— What you will do —
(1) Summarize the press release on the Sizzle and Critical Metals business combination in two sentences.
(2) Format the records from the start through the line that contains "(715, 1226)", inclusive, as a two-column CSV with the columns request and points. Give one row per request, put its text and its answer each in a single quoted field, and turn line breaks into spaces.

— Passage given —
# # # # # # #

Sizzle Acquisition Corp. Completes Business Combination with Critical Metals Corp.

 

Critical Metals Corp. Common Stock to Trade on Nasdaq on February 28, 2024 under the Symbol “CRML”; Agreement with Global Automotive Powerhouse, BMW, Secured

 

PERTH, Australia & WASHINGTON, D.C. – February 27, 2024 – Sizzle Acquisition Corp. (Nasdaq: SZZL) (“Sizzle”) and European Lithium Ltd (ASX: EUR) (“European Lithium”), a mineral exploration company, today announced that the Business Combination (the “Business Combination”) to form Critical Metals Corp. (“Critical Metals” or the “Company”) has been completed. Critical Metals will be focused on mining key metals and minerals, and producing strategic products that are essential to the future of electrification and next-generation technologies. The Business Combination was approved by Sizzle stockholders on February 22, 2024.

# # # # # # #

— Records to use —
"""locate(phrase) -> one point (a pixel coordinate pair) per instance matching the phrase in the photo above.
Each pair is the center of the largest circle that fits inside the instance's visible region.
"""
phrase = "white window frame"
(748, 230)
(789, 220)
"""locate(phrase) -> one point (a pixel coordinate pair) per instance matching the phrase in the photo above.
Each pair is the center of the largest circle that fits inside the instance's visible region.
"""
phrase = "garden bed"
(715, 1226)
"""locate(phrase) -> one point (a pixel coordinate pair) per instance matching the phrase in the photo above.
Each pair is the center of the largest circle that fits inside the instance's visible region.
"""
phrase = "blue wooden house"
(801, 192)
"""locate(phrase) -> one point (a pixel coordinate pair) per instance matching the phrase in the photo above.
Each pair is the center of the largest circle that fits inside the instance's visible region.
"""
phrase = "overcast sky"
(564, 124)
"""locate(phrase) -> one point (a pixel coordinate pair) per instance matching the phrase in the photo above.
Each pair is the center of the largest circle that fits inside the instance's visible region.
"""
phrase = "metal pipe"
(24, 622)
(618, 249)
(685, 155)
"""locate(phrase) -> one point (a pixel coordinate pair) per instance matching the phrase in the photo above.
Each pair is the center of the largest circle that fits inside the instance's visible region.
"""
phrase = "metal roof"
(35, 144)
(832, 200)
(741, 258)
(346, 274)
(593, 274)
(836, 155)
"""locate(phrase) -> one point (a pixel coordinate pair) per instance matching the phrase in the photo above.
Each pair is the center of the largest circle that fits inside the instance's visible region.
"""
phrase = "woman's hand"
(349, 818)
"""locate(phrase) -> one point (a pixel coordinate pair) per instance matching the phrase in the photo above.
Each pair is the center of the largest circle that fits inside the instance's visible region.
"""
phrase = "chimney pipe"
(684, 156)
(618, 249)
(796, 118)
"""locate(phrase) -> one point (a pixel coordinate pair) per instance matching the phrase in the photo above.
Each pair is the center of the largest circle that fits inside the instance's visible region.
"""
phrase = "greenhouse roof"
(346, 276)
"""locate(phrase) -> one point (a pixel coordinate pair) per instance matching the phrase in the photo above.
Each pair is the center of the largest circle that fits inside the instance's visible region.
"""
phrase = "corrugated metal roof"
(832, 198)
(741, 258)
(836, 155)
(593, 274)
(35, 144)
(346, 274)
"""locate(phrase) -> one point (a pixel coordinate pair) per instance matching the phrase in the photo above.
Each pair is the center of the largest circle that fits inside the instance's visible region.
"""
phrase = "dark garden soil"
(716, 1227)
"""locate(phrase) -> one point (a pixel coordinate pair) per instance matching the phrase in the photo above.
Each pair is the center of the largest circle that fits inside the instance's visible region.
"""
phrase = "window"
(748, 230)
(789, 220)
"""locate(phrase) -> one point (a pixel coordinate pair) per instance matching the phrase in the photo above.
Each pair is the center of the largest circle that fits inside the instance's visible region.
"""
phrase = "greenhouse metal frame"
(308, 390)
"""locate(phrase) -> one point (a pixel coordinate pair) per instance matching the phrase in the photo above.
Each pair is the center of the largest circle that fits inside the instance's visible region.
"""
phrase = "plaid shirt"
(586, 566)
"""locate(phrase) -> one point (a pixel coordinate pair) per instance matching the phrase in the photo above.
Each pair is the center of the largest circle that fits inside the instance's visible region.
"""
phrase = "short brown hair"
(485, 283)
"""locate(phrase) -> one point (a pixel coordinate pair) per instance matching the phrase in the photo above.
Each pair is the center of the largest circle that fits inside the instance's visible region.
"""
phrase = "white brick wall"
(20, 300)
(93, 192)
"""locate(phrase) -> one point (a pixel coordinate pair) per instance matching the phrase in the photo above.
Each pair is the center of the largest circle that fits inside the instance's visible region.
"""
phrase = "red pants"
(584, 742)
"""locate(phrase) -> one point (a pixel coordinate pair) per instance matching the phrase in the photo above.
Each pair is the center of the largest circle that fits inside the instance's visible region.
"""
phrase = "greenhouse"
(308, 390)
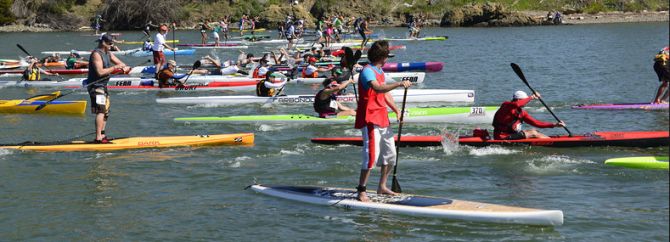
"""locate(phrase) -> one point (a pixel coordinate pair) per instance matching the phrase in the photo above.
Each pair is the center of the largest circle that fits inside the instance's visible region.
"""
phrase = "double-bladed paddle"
(41, 106)
(395, 185)
(519, 73)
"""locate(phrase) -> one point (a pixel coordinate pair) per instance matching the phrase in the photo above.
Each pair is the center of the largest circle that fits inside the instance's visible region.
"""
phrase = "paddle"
(196, 65)
(174, 29)
(41, 106)
(45, 66)
(395, 185)
(519, 73)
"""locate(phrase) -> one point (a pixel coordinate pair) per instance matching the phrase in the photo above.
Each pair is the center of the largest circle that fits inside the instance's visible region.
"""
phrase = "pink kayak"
(208, 45)
(619, 106)
(413, 66)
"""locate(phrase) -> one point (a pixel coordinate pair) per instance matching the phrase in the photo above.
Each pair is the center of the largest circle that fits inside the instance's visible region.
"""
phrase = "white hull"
(451, 209)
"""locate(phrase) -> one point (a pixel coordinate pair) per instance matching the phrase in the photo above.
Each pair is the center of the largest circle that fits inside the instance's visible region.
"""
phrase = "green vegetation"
(6, 16)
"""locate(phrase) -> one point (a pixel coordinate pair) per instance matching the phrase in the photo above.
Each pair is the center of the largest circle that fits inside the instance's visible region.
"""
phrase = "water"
(198, 194)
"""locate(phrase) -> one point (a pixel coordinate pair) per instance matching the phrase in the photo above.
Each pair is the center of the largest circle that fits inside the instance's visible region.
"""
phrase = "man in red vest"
(372, 119)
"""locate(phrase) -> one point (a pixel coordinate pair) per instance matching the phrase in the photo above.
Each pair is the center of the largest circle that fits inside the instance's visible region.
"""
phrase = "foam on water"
(554, 164)
(492, 150)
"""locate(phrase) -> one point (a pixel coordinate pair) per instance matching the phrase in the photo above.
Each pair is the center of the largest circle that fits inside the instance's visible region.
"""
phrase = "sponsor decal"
(477, 111)
(148, 143)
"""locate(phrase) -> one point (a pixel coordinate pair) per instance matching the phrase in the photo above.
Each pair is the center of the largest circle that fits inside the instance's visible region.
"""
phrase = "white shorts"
(377, 144)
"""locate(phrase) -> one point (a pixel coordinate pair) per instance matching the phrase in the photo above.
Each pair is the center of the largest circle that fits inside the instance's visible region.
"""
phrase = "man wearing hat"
(509, 118)
(311, 71)
(102, 63)
(159, 45)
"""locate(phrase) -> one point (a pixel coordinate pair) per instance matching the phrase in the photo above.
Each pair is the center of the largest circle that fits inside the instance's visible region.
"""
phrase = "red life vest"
(371, 105)
(255, 73)
(314, 74)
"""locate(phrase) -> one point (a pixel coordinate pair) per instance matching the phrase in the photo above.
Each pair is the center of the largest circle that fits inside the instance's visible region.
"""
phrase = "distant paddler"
(272, 85)
(325, 101)
(508, 120)
(33, 71)
(662, 69)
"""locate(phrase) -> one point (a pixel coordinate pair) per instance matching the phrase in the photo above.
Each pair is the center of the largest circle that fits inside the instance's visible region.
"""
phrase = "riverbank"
(578, 18)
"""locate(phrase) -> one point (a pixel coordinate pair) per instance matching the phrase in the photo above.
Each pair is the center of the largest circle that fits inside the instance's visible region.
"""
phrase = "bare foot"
(363, 197)
(385, 191)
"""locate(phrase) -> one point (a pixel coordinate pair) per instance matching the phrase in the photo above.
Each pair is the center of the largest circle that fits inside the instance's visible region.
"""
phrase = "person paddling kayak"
(325, 101)
(102, 64)
(509, 118)
(268, 86)
(372, 119)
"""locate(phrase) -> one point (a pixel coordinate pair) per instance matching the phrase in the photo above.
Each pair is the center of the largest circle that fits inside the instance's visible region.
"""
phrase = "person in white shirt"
(159, 45)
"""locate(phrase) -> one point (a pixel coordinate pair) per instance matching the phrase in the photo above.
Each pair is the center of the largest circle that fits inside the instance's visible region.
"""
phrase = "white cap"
(520, 95)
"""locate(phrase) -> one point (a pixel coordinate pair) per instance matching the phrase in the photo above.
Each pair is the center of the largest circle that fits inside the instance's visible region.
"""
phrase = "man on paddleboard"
(372, 119)
(159, 44)
(102, 63)
(509, 118)
(662, 69)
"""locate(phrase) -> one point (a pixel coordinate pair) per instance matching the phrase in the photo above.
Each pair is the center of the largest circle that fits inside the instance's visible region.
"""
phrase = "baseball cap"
(106, 38)
(520, 95)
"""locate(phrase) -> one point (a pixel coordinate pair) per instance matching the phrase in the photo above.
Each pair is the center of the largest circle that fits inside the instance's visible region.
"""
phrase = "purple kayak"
(619, 106)
(413, 66)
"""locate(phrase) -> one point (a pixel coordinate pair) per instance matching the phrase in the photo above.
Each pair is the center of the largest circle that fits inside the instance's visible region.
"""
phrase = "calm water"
(197, 194)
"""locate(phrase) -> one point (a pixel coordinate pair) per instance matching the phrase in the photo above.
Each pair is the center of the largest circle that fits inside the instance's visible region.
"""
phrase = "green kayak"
(474, 115)
(642, 162)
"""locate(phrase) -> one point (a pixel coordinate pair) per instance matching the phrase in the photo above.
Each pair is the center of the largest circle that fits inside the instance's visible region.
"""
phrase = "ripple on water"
(555, 164)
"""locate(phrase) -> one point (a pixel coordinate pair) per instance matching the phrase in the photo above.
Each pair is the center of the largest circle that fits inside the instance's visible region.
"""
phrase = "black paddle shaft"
(519, 73)
(395, 186)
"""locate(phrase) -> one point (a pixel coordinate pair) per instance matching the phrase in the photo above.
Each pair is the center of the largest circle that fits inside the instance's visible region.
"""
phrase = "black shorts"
(517, 135)
(99, 100)
(661, 71)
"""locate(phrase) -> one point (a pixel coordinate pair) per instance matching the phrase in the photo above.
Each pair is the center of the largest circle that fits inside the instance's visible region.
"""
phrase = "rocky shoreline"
(600, 18)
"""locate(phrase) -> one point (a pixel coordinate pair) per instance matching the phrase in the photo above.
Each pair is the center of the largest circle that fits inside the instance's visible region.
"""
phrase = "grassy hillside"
(129, 14)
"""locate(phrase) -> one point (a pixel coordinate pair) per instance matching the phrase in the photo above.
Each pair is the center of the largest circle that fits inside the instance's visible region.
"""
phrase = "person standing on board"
(325, 101)
(159, 45)
(509, 118)
(102, 63)
(662, 69)
(372, 119)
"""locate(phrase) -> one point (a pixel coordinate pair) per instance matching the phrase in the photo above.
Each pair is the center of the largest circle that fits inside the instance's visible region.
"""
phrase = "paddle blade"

# # # # # # #

— Outputs for the tasks —
(1) Sizzle Acquisition Corp. and European Lithium Ltd announced on February 27, 2024 that the business combination forming Critical Metals Corp. had been completed, after Sizzle stockholders approved it on February 22, 2024. Critical Metals will focus on mining key metals and minerals and producing strategic products essential to electrification and next-generation technologies, and its common stock is to trade on Nasdaq under the symbol "CRML" starting February 28, 2024.

(2)
request,points
"""""""locate(phrase) -> one point (a pixel coordinate pair) per instance matching the phrase in the photo above. Each pair is the center of the largest circle that fits inside the instance's visible region. """""" phrase = ""white window frame""","(748, 230) (789, 220)"
"""""""locate(phrase) -> one point (a pixel coordinate pair) per instance matching the phrase in the photo above. Each pair is the center of the largest circle that fits inside the instance's visible region. """""" phrase = ""garden bed""","(715, 1226)"